• [Set problem]:
In the copy, include every entry exactly but none of the images.
--- begin ---
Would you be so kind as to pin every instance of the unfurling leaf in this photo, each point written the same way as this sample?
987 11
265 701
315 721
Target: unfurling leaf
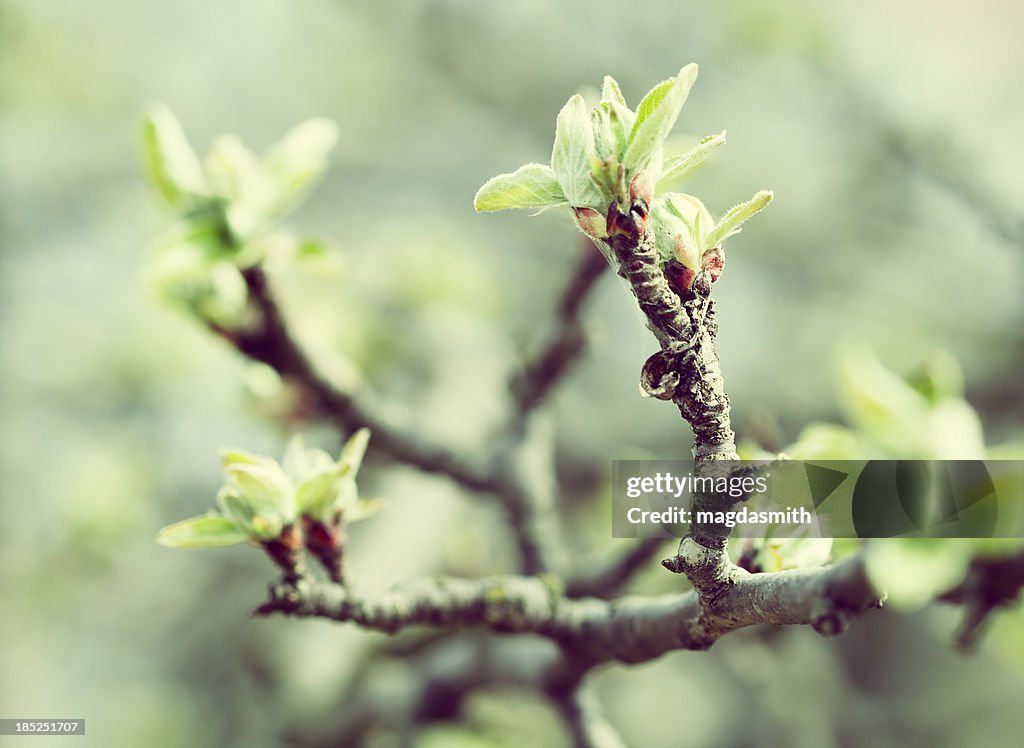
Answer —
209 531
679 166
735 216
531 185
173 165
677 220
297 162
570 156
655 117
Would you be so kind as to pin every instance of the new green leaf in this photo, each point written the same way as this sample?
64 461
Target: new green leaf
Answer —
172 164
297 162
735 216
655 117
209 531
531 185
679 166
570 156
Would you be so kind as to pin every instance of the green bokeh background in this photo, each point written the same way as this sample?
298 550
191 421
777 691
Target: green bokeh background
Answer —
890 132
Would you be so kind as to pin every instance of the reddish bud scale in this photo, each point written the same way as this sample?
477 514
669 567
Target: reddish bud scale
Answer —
--- end ---
• [Result for this exercise]:
Would you be so kind as to pin every instance of the unfurling leaf in this photo, each point written the same way as this sample?
987 11
265 701
315 721
Target: unfurling leaf
Answer —
209 531
679 166
735 216
531 185
173 165
677 220
297 162
570 156
655 117
Would you be so kind as to pin every instance of the new green leaf in this photo, each point written the same way as this sample?
64 461
Target: new green leaf
Answer —
172 164
297 162
735 216
655 117
209 531
531 185
679 166
570 156
Would you be so kind as to pin every instance of the green bokeh background in this photo, each point written the same way as this sample?
298 550
191 421
777 691
Target: green bokeh background
Answer —
890 132
Would you be so kind as to pin every instance of the reddish bud scale in this photo, each point written the same way as this sample?
477 514
669 567
Target: reddish bud scale
Answer —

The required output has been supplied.